▶ [TEXT SEGMENT]:

· · · ·

Studio album by AALY Trio + Ken Vandermark
- Released: 1998
- Recorded: December 18, 1996
- Studio: Europa Studios, Stockholm
- Genre: Jazz
- Length: 54:32
- Label: Silkheart
- Producer: Keith Knox

Ken Vandermark chronology
| Like Rays (1998) | Hidden in the Stomach (1998) | Target or Flag (1998) |

= Hidden in the Stomach =

Hidden in the Stomach is the debut album by the AALY Trio + Ken Vandermark, which was recorded in 1996 and released on the Swedish Silkheart label.

==Background==
AALY Trio is a Swedish free jazz band composed of saxophonist Mats Gustafsson, bassist Peter Janson and drummer Kjell Nordeson. The name "AALY" is derived from an Art Ensemble of Chicago composition, "Lebert Aaly," which is itself a near anagram of Albert Ayler's name. Nordeson is Gustafsson's oldest playing partner, their work together dating back to shared childhood in the northern city of Umeå, while Janson joined the group rather recently.The band has also existed in a quartet version with pianist Per Henrik Wallin. The association between Gustafsson and Vandermark began in 1994, when the Swedish visited Chicago for the first of what has turned into many times. The two reed players formed a quartet called FJF with a Chicago rhythm section. In December, 1996, Vandermark joined AALY for a tour of Sweden which culminated in this studio recording.

The FJF debut, Blow Horn, includes a different version of "Structure à la Malle", with the same basic formal skeleton but without the composed melodic theme heard on Hidden in the Stomach. The album includes two covers: Charlie Haden's classic "Song For Che" and a medley of Albert Ayler's "Ghosts" and "Spirits".

· · · ·

▶ [RECORD LIST]:
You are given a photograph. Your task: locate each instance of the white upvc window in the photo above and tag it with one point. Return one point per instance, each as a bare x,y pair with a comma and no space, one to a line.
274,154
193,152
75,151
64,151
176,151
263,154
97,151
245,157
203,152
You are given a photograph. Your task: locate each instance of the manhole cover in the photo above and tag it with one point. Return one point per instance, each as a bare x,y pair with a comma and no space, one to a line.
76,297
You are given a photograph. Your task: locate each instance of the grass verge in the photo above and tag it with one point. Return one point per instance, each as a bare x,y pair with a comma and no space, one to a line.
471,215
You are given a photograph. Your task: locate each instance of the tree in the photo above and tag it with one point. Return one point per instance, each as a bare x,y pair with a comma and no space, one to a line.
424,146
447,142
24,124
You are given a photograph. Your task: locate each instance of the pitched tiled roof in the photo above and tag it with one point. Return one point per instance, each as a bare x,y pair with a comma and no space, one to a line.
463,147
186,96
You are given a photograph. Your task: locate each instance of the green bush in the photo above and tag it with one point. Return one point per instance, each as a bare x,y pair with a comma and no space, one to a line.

· · · ·

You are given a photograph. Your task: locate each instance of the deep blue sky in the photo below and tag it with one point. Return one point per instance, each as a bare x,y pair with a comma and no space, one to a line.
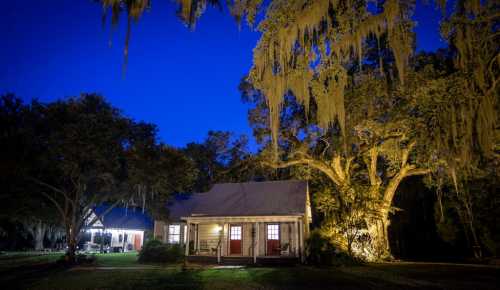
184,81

· · · ·

▶ [OBJECTIVES]:
#1 From the album article, quote the stretch from "Ken Vandermark chronology" through "Swedish Silkheart label." word for word.
#2 Answer these questions using the album article:
(a) On which label was the album released?
(b) Who plays drums in the AALY Trio?
(c) Which Charlie Haden piece does the album cover?
#3 Render this sentence from the album article in Spanish: "The two reed players formed a quartet called FJF with a Chicago rhythm section."

▶ [RESULTS OF THE TASKS]:
#1
Ken Vandermark chronology
| Like Rays (1998) | Hidden in the Stomach (1998) | Target or Flag (1998) |

= Hidden in the Stomach =

Hidden in the Stomach is the debut album by the AALY Trio + Ken Vandermark, which was recorded in 1996 and released on the Swedish Silkheart label.

#2
(a) Silkheart
(b) Kjell Nordeson
(c) "Song For Che"

#3 Los dos intérpretes de instrumentos de lengüeta formaron un cuarteto llamado FJF con una sección rítmica de Chicago.